## Directions
**A)** According to the article on Pakistan's blasphemy laws, in what year did the British bring in the blasphemy law?
**B)** Reproduce the listing word for word, starting at the line that contains "Could you please indicate the worker's hand" and continuing through the end of the listing.

Is this a turning point for Pakistan's blasphemy laws?

The case of Rimsha Masih could be a watershed moment in the struggle for religious toleration.

The case of Rimsha Masih, a 14-year-old Christian girl with Downs syndrome from the impoverished Mehrabadi district in Islamabad may yet have resolution. An iman, who planted pages of the Koran in the bag of paper she was carrying, and for which she was charged with blasphemy, was arrested on Sunday. He was brought into police custody when his deputy Maulvi Zubair and two others told the magistrate that he had tampered with the girl’s bag because this was a “way of getting rid of Christians”.

The attack on one of Pakistan’s frightened minorities has galvanised the liberal English-language media. There is expectation that the case may be a turning point.  “don't lose hope. Blasphemer Imam case has changed the course of discourse,” one Lahori tweeted this week. Paul Bhatti, the only Christian cabinet minister, whose brother Shahbaz Bhatti, then minister for minorities, was gunned down by extremists in March 2011, has spoken of the deputy iman’s speaking out as a  “good omen” and that it will be significant in future prevention of abuse of Pakistan’s strict laws on blasphemy. In Express Tribune, one of the country’s leading clerics, the chairman of the All Pakistan Ulema Council stated that the case of Rimsha should be a watershed for the country’s blasphemy laws.

However, behind the symbolism of an unreformed blasphemy law - brought in by the British in 1860, expanded in 1927 and given political Islamisation by the military and General Zia between 1980 and 1986 -  lie more complicated issues. The British decision to partition the subcontinent along lines of religion in 1947 brought violence, bloodshed and massacre. Jinnah intended Pakistan as a secular administrative state where religion would not be divisive and minorities would be free to practise their faith. Yet its existence was born of religious identity; the country’s over-hasty creation by lines on a map resulted in migration and violence on a scale still not fully assimilated.

## Task material
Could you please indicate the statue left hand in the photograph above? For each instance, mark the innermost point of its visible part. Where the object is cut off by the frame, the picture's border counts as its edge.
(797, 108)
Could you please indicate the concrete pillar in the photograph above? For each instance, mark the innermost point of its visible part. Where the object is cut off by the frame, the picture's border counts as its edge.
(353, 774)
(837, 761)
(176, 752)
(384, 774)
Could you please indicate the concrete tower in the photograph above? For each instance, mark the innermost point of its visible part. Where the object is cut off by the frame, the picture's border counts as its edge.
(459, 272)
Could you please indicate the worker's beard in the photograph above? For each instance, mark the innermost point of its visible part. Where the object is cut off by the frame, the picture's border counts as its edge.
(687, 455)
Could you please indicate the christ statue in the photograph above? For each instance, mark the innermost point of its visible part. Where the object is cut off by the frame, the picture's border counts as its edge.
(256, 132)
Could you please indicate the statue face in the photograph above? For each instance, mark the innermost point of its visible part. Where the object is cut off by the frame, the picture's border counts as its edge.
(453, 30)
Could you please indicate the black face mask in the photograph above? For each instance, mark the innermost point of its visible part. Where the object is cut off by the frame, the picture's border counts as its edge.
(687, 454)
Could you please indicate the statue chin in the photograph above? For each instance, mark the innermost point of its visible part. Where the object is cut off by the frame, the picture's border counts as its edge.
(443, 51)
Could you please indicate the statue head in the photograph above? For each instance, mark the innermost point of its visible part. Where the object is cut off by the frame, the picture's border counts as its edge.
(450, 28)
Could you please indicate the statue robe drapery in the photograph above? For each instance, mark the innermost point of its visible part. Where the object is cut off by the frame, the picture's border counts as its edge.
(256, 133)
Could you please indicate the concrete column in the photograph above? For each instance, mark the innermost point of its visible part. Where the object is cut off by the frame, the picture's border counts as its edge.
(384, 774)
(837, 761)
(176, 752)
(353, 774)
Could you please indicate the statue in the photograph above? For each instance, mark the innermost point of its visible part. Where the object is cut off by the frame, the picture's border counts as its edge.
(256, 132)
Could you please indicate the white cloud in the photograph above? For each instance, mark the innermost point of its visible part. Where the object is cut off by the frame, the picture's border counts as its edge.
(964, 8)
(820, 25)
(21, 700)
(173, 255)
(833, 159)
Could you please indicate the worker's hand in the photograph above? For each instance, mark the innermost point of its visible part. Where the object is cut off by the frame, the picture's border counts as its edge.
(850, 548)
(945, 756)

## Results of the tasks
**A)** 1860

**B)**
Could you please indicate the worker's hand in the photograph above? For each instance, mark the innermost point of its visible part. Where the object is cut off by the frame, the picture's border counts as its edge.
(850, 548)
(945, 756)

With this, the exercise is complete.